READING TEXT =

## BEGIN

Fair and balanced? Well, we run the good race …
Donna and I have a habit of watching NBC’s “Today Show” with our morning coffee. Believe me, I’m well aware of its conservative talk show reputation as “The Obama Network.”
Is it deserved? Maybe, maybe not; however, recently I couldn’t help but watch Matt Lauer smirk following an interview with conservative columnist Michelle Malkin. (Did he roll his eyes? Check out the clip on YouTube.) Malkin’s got a new book out with the incredible title of “Culture of Corruption: Obama and His Team of Tax Cheats, Crooks, and Cronies.” Lauer does a good job of peppering her with questions, but Malkin pretty much held her own.
But this brings up the whole question of bias in the media. Anyone with a mustard seed of intellect can tell you Fox is on the Right; CNN has the reputation of being on the Left; and other network news programs can leave you wondering “Who’s on First, What’s on Second, and Where’s Third?”
Truth be told, most viewers/readers have their own inherent biases and filters that they use (either consciously or subconsciously) when consuming news and information. Subsequently, they will assign bias — most often against their own viewpoint — whether it is reality or mere perception.
All of this brings to mind a University of Tennessee roundtable on the media and health care that I was asked to participate in sometime during the early 1990s. To the best of my recollection, other media representatives included a reporter from a major metropolitan daily and a young man from a mid- to large-size Tennessee newspaper. The conversation went something like this:
Health care worker: “We need your help in getting certain messages out to the public.”
Tennessee reporter: “You’re asking us to make the news. It’s our job to report the news, not make it,” the context of which was that to do so would include an element of bias.

## END

Collection entries =
## BEGIN

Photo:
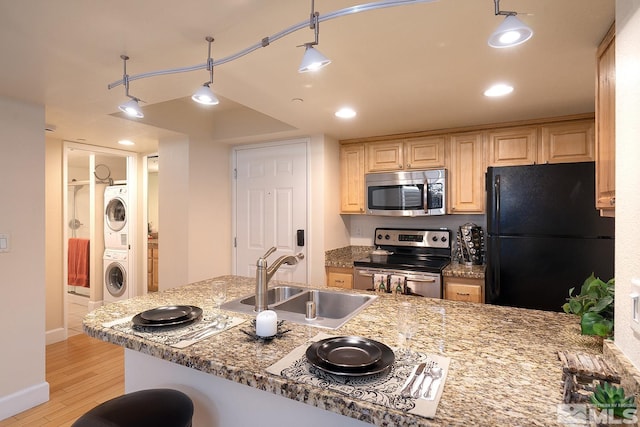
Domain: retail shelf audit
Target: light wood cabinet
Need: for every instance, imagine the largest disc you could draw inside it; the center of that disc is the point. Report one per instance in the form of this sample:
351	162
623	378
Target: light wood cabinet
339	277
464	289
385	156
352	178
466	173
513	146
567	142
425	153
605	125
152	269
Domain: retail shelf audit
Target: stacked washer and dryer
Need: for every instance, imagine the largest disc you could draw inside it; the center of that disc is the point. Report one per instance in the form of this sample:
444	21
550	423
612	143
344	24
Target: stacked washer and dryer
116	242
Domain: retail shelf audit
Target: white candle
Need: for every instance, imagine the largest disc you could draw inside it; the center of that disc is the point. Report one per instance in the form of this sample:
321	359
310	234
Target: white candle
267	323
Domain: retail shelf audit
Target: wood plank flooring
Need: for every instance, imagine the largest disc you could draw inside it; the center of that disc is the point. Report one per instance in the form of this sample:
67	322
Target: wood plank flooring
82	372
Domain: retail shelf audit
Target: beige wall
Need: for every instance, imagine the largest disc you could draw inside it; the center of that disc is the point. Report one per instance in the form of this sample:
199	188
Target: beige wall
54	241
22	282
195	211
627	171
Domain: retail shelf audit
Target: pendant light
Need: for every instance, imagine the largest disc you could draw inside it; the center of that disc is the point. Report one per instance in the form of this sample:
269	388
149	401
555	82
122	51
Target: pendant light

## END

WHAT YOU HAVE TO DO =
In the column, what is the title of Michelle Malkin's new book? Please rely on the column alone, not on the items.

ANSWER FOR THIS EXERCISE =
"Culture of Corruption: Obama and His Team of Tax Cheats, Crooks, and Cronies."